By analyzing smartphone data, a study he co-authored found that Chinatown experienced an earlier and sharper drop in foot traffic than other areas in Los Angeles prior to lockdown.
“Other neighborhoods have been better able to weather the storm, partly because the storms have been much more severe for Chinatown,” said Ong, an urban planner and the director of the Center for Neighborhood Knowledge.
When coronavirus started to spread from China to other countries a year ago, Kwong said she noticed a rise in xenophobia against Asians, and visits to New York’s Chinatown slowed right down.
Asians of various ethnicities have suffered a surge of physical attacks over the past year, particularly in the United States, which activists have linked to the pandemic’s emergence in China.
“You didn’t know if you were going to get attacked or harassed on the subway because you were wearing a mask,” said Kwong.
While the struggle to survive the impact of COVID-19 is not unique to Chinatown, there is a danger the cultural legacy of the enclaves could disappear, said Freya Aitken-Turff, head of China Exchange, a Chinese cultural body in London’s Chinatown.
“So little of the history and heritage of the area is formally documented and recorded. Once those businesses are gone, and those families are not able to support themselves, those stories are lost,” she said.
“Then it becomes this ‘Disney’ idea of what a Chinatown could or should be,” said Aitken-Turff, who has researched Chinatowns worldwide.

● **Exercise data**

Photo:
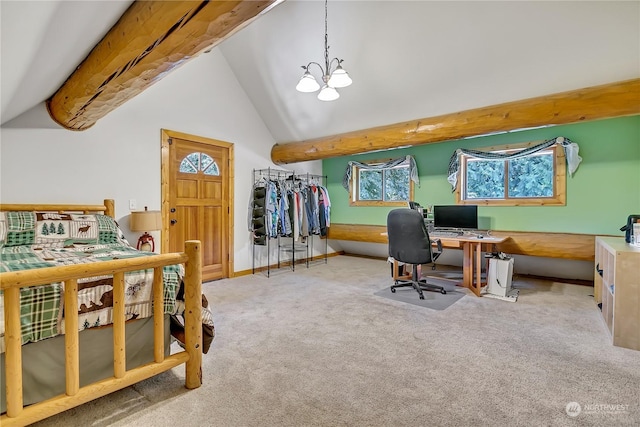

● **Tasks for this exercise**
[A] In the Chinatown passage, substitute "violent assaults" for "physical attacks" and give again the part that opens with the words containing "Asians of various" and closes with "emergence in China.".
[B] Decide whether each statement agrees with the Chinatown passage, answering yes or no and quoting the deciding words: (i) Chinatown in Los Angeles saw an earlier and sharper drop in foot traffic than other areas of the city before lockdown. (ii) Freya Aitken-Turff is the director of the Center for Neighborhood Knowledge. (iii) Kwong said visits to New York's Chinatown rose when the coronavirus began to spread a year ago.

● **Task solutions**
[A]
Asians of various ethnicities have suffered a surge of violent assaults over the past year, particularly in the United States, which activists have linked to the pandemic’s emergence in China.

[B]
(i) Yes: "Chinatown experienced an earlier and sharper drop in foot traffic than other areas in Los Angeles prior to lockdown."
(ii) No: "said Ong, an urban planner and the director of the Center for Neighborhood Knowledge" and "Freya Aitken-Turff, head of China Exchange."
(iii) No: "visits to New York’s Chinatown slowed right down."